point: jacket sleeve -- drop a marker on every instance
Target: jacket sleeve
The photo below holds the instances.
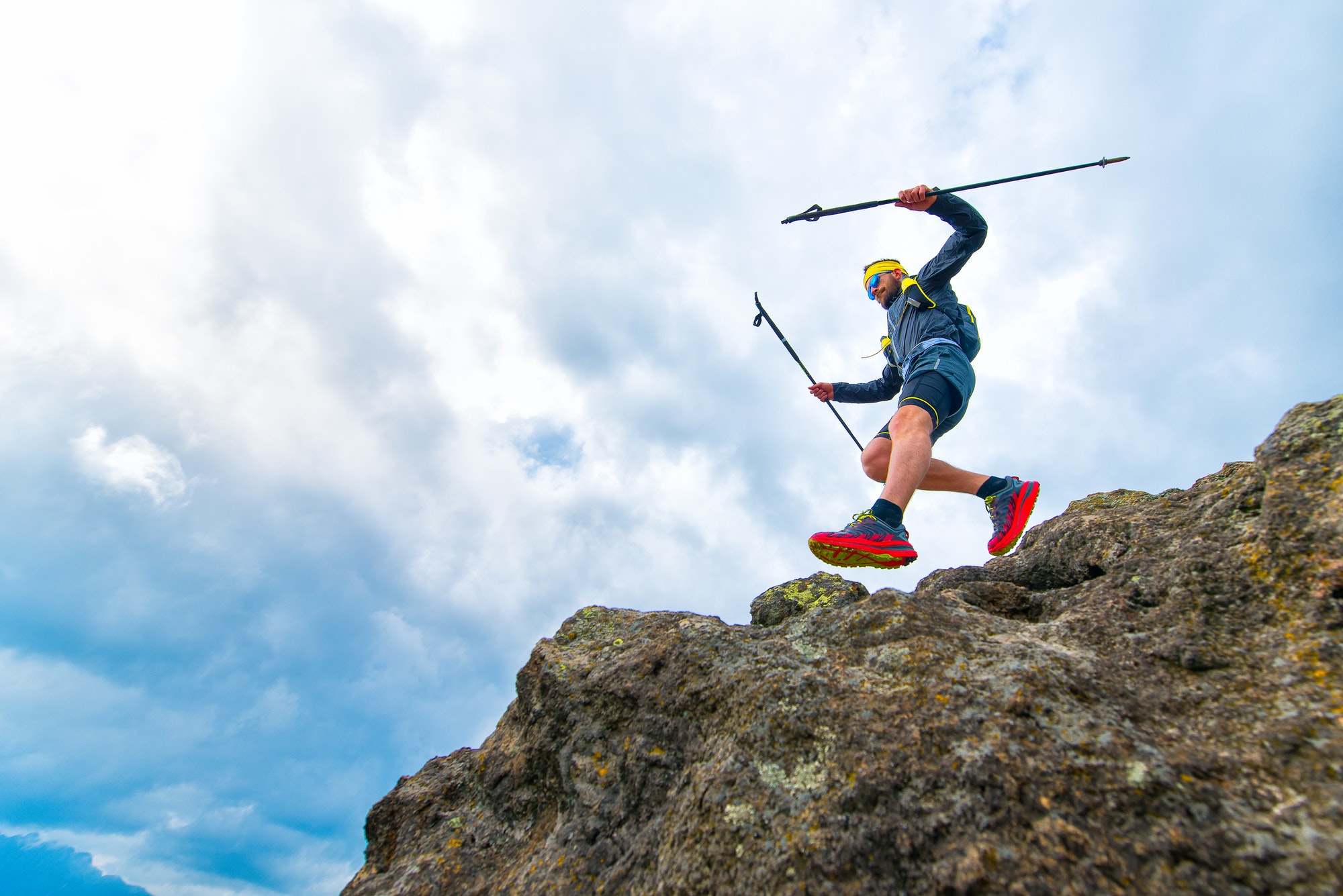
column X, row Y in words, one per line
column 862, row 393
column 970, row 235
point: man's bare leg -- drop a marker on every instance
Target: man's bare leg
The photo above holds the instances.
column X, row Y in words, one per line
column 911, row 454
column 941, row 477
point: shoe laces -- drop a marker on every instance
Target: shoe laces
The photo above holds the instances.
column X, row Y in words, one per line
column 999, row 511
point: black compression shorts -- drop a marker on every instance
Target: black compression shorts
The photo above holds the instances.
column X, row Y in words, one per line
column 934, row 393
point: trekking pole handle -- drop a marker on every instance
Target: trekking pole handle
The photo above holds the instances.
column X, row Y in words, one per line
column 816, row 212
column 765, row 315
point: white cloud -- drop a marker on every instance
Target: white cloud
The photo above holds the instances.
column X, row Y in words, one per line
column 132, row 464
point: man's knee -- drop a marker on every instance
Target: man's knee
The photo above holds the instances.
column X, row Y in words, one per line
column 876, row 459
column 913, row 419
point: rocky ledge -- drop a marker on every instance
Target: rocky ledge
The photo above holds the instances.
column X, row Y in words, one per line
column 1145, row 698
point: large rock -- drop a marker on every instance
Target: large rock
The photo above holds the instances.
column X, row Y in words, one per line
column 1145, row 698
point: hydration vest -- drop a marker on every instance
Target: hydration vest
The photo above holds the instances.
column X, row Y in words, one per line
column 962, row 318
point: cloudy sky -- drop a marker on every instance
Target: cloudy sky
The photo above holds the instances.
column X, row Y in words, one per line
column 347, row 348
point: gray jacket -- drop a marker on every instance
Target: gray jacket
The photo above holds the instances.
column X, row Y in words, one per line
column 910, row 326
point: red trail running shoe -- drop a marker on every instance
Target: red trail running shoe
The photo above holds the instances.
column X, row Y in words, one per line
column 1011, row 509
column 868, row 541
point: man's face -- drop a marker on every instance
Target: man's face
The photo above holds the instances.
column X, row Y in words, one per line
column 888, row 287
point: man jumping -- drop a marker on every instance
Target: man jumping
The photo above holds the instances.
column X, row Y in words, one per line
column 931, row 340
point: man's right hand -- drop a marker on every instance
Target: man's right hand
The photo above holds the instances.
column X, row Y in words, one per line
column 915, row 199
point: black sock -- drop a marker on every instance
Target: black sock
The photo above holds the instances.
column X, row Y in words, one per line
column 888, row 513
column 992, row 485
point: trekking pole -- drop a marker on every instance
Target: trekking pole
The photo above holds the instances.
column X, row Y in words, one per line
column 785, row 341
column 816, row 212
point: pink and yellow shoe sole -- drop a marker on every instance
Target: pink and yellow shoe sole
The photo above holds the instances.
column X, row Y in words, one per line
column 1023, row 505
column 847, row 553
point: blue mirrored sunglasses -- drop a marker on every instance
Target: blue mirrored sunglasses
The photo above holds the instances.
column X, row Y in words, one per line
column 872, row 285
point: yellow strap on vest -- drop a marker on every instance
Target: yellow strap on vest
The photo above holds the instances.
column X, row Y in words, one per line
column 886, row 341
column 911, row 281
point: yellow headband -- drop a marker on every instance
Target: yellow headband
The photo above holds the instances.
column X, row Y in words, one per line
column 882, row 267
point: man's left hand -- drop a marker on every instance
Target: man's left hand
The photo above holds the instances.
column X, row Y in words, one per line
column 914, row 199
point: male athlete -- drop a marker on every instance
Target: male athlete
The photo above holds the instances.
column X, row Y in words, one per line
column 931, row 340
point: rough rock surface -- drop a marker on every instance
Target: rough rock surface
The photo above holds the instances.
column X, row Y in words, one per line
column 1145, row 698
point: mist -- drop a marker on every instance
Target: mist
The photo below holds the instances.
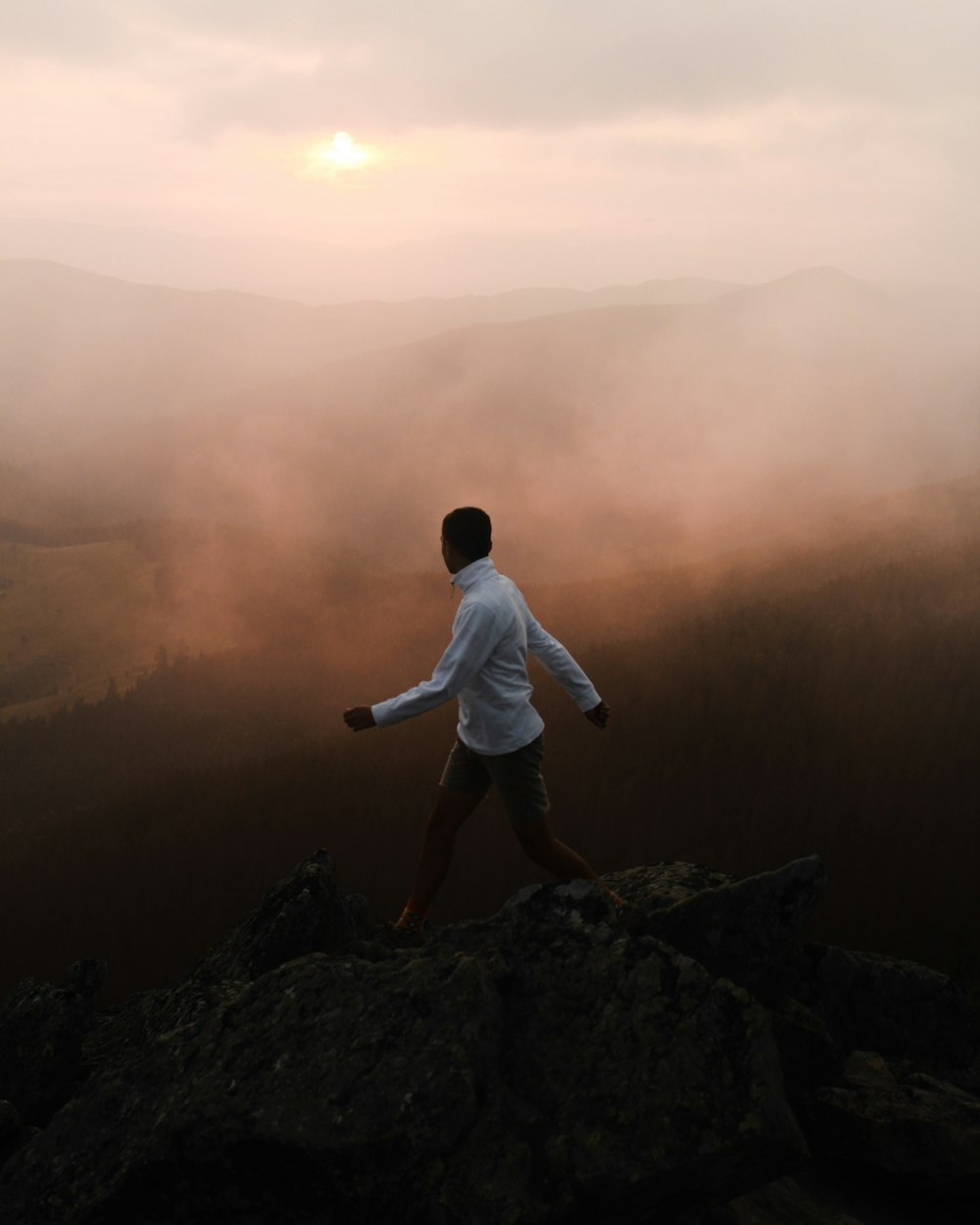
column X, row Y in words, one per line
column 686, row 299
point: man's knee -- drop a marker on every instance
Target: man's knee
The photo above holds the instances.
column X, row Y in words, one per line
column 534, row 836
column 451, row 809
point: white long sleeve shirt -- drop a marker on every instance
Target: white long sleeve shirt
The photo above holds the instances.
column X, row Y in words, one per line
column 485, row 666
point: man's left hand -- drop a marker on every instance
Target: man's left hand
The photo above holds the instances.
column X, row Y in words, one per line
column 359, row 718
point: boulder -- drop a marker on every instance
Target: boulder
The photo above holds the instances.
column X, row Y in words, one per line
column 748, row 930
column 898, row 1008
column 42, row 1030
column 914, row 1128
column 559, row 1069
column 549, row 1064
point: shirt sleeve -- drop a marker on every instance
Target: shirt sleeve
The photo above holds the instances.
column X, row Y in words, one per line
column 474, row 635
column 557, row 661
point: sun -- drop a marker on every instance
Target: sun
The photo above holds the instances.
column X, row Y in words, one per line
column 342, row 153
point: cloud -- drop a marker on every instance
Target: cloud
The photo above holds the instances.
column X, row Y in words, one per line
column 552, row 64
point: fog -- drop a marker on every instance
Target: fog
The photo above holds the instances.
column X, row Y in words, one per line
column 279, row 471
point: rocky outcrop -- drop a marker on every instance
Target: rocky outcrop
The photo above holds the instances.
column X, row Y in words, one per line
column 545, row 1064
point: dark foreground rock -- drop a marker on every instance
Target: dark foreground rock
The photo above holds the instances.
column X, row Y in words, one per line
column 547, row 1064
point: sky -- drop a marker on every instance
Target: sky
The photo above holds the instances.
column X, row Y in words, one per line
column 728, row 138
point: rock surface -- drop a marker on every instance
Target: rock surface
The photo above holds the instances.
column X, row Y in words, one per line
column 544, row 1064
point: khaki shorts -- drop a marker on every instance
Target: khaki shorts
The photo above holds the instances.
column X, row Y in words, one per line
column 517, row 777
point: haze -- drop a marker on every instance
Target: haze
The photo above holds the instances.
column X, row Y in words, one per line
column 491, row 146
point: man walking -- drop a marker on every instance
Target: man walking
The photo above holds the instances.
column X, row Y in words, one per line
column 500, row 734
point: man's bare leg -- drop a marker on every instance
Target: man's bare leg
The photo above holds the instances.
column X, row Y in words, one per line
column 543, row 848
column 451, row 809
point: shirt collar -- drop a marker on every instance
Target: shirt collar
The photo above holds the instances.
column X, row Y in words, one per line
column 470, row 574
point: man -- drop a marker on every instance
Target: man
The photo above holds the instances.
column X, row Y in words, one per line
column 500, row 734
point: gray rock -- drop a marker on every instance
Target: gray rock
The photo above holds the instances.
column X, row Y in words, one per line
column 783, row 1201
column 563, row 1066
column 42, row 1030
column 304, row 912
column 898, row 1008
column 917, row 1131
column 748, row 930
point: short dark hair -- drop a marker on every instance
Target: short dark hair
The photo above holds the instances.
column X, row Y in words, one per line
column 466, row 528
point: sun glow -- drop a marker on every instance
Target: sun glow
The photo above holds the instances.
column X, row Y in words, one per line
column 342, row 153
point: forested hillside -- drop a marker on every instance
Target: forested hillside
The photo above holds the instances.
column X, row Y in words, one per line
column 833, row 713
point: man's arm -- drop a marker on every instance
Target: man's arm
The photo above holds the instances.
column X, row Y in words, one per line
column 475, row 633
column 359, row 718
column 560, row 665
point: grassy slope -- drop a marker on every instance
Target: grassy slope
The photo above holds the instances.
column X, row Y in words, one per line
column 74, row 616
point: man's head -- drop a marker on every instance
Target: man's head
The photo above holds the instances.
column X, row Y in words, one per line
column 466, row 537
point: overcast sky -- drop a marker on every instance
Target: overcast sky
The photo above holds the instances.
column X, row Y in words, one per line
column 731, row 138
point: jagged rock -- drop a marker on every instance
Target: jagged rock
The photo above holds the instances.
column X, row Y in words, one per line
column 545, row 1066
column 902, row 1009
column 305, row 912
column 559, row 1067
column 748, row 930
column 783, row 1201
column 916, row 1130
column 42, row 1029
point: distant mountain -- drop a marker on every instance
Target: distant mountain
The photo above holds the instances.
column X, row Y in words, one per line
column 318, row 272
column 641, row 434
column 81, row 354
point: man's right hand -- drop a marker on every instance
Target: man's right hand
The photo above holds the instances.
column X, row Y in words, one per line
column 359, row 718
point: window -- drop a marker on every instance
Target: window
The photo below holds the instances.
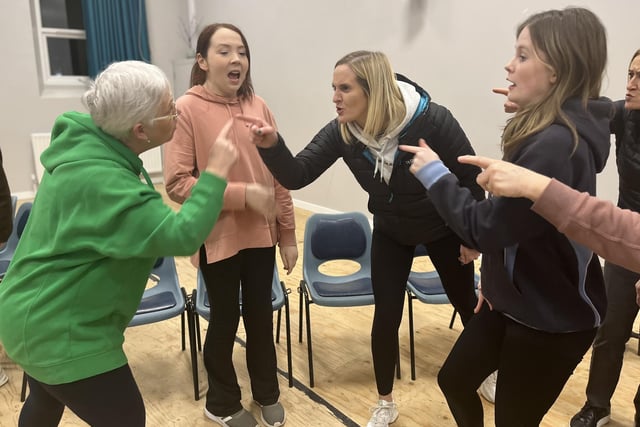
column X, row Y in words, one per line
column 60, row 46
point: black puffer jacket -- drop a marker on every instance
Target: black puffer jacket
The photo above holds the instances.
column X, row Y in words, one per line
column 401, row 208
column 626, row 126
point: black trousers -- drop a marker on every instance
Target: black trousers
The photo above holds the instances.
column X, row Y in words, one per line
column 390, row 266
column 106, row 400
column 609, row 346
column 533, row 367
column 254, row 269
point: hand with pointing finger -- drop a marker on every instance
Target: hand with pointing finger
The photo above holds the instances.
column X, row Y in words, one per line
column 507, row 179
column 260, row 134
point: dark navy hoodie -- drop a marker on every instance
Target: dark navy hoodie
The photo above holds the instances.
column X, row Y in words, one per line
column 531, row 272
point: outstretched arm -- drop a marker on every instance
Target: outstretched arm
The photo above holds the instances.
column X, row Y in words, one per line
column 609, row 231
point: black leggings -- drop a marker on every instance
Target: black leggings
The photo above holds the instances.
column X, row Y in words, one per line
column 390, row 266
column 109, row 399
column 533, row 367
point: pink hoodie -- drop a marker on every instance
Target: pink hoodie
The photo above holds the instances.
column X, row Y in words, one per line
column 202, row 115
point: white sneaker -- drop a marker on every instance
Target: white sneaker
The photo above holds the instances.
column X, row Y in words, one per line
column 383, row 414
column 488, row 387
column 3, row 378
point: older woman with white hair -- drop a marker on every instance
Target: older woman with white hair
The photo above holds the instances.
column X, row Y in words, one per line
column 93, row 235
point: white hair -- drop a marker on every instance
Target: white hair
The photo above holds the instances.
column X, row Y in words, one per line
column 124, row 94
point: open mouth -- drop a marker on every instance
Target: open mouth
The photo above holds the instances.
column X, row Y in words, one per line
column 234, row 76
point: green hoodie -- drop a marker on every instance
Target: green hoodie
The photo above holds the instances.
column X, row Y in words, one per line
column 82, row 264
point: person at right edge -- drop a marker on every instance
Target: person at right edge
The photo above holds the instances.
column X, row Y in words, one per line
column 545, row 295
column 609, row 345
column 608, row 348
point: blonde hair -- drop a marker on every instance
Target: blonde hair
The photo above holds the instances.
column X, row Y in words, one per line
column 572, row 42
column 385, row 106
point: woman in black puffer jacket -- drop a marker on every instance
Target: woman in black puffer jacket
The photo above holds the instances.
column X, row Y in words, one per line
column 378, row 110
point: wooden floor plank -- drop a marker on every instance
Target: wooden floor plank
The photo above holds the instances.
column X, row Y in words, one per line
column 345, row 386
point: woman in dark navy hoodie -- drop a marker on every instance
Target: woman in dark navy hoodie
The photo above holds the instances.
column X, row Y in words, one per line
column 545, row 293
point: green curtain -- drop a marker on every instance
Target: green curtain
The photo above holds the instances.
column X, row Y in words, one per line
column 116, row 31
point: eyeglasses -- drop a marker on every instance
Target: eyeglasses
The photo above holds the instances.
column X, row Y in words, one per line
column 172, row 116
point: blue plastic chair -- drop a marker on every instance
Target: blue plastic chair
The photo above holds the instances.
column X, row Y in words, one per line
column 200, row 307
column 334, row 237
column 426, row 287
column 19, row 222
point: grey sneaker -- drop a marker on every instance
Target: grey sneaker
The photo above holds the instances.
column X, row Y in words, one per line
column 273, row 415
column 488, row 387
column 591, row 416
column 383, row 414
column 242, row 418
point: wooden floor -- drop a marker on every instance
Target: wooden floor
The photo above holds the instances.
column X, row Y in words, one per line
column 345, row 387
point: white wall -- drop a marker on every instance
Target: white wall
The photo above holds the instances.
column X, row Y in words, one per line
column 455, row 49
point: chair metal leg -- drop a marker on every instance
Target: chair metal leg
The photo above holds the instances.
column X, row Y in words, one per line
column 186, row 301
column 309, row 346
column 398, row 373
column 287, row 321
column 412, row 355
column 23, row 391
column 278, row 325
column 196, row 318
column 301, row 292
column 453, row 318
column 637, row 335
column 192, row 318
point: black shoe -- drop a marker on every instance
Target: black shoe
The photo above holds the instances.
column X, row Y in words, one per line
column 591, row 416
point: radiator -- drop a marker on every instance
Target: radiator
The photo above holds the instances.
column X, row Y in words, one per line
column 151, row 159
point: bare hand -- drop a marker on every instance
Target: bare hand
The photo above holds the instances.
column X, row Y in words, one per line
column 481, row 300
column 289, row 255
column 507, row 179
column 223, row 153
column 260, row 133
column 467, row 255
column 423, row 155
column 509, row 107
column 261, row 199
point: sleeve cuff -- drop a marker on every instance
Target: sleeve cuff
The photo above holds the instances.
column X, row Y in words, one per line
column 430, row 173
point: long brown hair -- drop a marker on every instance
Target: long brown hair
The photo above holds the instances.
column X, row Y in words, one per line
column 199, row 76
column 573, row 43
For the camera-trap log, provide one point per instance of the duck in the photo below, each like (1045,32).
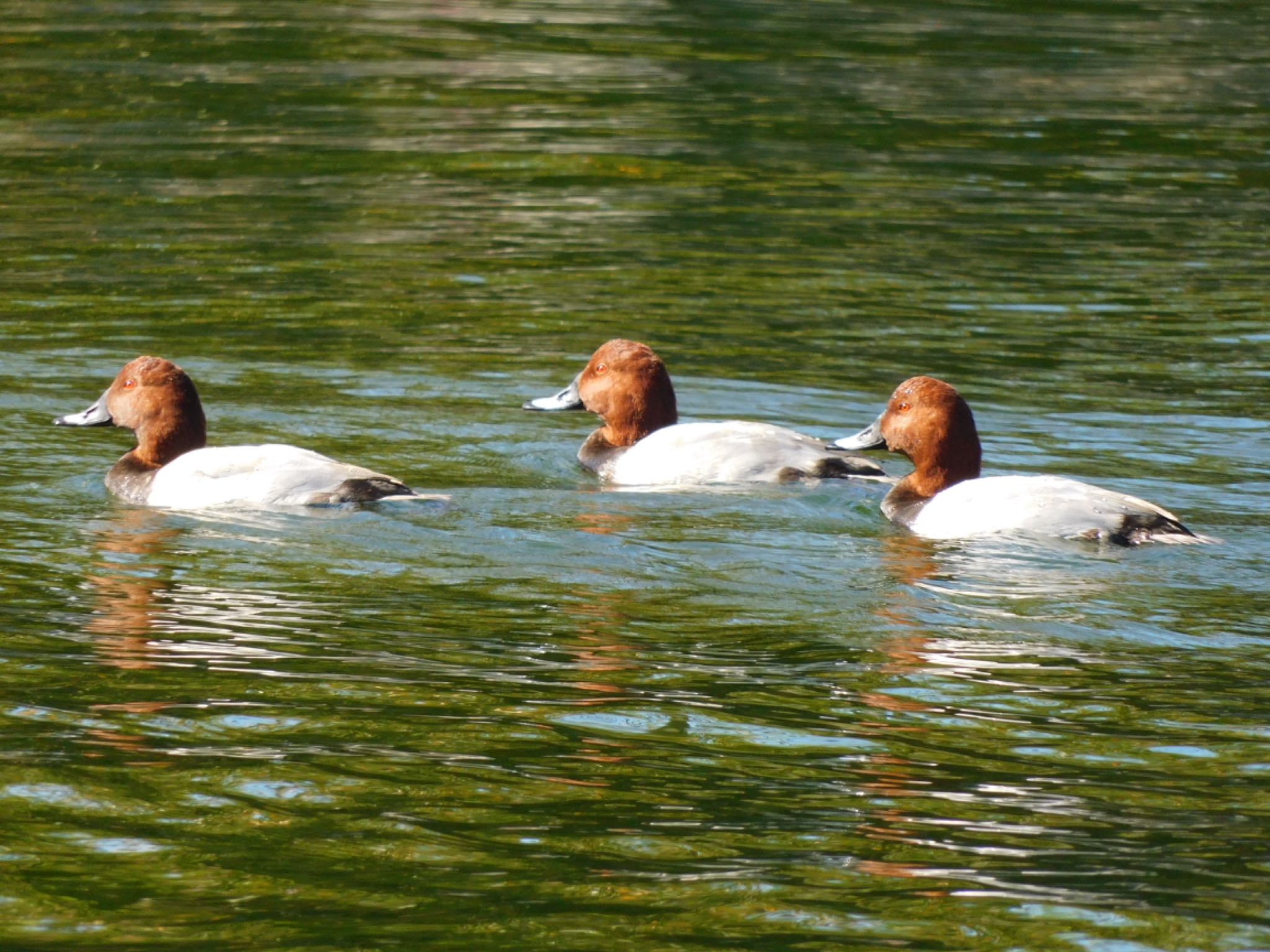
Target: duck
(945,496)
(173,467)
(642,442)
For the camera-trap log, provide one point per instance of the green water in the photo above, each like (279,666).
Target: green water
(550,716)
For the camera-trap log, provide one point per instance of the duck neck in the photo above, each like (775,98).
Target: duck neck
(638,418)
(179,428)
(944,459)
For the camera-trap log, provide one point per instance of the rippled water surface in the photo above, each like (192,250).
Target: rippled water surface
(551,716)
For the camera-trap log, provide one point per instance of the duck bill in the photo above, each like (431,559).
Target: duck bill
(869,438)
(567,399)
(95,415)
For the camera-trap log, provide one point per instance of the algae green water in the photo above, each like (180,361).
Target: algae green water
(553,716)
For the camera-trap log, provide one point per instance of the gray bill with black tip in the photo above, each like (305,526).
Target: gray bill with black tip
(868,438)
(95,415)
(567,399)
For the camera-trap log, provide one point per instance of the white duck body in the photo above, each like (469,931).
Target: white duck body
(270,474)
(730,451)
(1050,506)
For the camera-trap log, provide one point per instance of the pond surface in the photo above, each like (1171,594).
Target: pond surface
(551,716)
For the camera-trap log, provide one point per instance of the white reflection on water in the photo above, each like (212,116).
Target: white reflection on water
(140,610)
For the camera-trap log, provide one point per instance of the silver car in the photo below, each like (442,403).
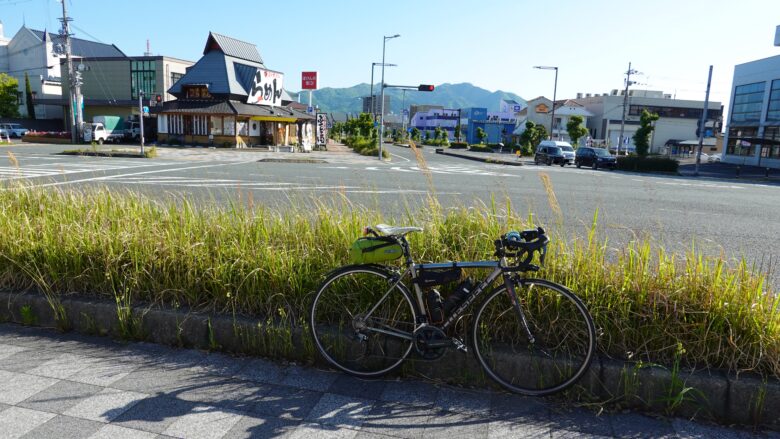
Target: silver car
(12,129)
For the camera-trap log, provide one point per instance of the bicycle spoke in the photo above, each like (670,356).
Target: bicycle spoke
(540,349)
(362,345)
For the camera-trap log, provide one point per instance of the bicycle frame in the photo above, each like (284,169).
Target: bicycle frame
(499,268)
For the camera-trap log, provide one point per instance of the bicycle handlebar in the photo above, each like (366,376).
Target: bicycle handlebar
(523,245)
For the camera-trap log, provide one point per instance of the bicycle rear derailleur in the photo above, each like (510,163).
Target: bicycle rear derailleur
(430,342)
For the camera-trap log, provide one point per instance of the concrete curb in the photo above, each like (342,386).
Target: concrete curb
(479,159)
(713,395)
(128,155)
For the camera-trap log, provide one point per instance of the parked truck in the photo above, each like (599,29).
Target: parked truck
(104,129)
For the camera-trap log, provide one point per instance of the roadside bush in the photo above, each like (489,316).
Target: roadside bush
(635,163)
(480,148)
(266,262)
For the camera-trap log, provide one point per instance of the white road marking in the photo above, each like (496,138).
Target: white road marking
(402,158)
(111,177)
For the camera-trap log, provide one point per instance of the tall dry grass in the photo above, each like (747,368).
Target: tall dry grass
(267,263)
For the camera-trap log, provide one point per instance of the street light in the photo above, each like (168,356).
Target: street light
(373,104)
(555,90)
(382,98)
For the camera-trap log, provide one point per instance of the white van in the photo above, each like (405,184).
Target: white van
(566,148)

Your task:
Transcribe only the lines above that start at the line containing "point: distant mountain" and end at the line containing "Target: outstretched arm". Omit pictures.

Response area:
point: distant mountain -- drop a marker on every instance
Target: distant mountain
The photo above holds the instances.
column X, row Y in words, one per line
column 318, row 272
column 641, row 434
column 81, row 354
point: man's right hand -- drop a marker on every instance
Target: man's right hand
The photo above holds the instances.
column X, row Y in words, one per line
column 359, row 718
point: window -- drop a marker on every instance
Target: window
The photo below holds the instances.
column X, row Y in words, one per line
column 60, row 46
point: black puffer jacket -- drop a marker on every instance
Target: black puffer jacket
The photo above holds the instances.
column X, row Y in words, one per line
column 401, row 208
column 626, row 126
point: black trousers -- drop a marker on every instance
Target: black trousers
The photo above holds the instances.
column X, row Y in words, one per line
column 390, row 266
column 106, row 400
column 609, row 346
column 533, row 367
column 254, row 269
point: hand with pointing finger -- drop a marker on every instance
Target: hand with pointing finger
The photo above holds the instances.
column X, row Y in words, one per line
column 507, row 179
column 260, row 134
point: dark navy hoodie -- drop a marker on every instance
Target: dark navy hoodie
The photo above holds the instances.
column X, row Y in words, one per line
column 531, row 272
point: outstretched arm -- drop a marker on every instance
Target: outstretched arm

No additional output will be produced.